++++ INPUT FOR THIS TASK

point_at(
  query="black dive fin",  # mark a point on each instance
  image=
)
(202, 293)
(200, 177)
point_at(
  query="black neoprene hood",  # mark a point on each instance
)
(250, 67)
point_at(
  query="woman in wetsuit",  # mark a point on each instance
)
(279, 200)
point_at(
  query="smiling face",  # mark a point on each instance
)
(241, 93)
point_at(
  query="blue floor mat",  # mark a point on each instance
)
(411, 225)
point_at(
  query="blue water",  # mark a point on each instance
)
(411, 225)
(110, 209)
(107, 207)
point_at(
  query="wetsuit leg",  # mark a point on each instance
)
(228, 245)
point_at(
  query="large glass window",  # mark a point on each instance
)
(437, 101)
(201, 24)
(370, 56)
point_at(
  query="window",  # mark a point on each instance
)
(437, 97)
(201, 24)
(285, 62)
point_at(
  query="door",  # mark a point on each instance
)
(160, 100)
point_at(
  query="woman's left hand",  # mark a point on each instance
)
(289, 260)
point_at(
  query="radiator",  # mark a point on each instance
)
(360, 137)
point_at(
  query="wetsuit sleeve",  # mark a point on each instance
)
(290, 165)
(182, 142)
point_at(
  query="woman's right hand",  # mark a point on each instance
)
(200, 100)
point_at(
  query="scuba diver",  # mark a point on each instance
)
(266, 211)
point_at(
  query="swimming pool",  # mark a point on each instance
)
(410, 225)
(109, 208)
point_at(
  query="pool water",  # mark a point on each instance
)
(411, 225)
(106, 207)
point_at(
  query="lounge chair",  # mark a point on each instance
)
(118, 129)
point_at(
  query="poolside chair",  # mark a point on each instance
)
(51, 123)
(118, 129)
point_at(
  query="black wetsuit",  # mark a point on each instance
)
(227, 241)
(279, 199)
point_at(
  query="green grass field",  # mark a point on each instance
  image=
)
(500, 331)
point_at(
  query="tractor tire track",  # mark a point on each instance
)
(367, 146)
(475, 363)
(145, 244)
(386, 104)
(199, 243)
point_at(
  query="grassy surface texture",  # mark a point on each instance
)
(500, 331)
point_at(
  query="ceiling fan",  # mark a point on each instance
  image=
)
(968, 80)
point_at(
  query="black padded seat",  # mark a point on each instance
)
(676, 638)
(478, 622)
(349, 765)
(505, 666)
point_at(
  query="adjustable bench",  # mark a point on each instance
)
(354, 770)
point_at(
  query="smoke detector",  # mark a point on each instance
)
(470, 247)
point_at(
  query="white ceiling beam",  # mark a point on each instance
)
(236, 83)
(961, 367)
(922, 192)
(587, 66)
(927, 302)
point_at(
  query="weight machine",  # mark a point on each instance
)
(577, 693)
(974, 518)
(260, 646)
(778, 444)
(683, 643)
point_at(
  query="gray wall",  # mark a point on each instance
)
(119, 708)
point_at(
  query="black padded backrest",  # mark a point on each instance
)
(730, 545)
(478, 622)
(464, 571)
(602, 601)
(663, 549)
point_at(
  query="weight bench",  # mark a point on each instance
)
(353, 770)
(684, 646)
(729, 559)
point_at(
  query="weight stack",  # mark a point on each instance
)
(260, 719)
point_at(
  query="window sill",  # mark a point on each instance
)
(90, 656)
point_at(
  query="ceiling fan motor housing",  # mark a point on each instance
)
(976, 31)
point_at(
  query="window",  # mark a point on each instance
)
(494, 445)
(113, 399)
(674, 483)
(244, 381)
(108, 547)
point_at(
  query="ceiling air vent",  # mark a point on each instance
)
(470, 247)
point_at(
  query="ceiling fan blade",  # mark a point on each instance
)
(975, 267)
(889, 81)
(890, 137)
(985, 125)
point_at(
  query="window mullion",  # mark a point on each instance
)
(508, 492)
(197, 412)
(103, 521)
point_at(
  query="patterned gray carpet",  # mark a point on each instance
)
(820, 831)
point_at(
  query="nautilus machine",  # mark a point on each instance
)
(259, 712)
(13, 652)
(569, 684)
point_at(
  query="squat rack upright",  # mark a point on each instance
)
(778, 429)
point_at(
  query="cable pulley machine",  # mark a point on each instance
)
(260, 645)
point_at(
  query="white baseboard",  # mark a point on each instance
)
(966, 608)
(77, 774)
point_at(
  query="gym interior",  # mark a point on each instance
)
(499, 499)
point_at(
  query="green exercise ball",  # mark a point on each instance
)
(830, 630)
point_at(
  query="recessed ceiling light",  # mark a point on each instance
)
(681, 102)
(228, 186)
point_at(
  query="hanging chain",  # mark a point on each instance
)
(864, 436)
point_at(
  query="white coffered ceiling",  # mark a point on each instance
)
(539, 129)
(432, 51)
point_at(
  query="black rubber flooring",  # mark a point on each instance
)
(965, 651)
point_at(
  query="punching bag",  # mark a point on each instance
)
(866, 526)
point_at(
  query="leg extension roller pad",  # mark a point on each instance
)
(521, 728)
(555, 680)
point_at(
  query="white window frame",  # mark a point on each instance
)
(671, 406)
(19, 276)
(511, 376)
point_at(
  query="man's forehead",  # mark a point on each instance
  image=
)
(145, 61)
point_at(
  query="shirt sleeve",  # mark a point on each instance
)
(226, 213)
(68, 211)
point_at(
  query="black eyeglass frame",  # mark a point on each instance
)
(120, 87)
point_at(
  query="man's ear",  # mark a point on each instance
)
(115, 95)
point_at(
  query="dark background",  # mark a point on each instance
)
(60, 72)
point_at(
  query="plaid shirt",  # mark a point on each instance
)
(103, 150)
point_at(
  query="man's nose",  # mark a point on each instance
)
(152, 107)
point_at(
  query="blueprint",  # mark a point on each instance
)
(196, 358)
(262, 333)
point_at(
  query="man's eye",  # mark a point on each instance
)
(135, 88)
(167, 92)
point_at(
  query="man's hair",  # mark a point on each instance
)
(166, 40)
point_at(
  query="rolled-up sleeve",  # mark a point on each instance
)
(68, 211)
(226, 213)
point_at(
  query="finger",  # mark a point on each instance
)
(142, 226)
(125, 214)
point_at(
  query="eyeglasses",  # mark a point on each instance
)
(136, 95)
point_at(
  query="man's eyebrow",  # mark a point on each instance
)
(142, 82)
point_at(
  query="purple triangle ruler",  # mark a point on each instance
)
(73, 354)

++++++++

** ABOUT THIS EXERCISE **
Work out the number of lines in the records containing the word "bench". Write only that number.

** SOLUTION TO THIS PROBLEM **
2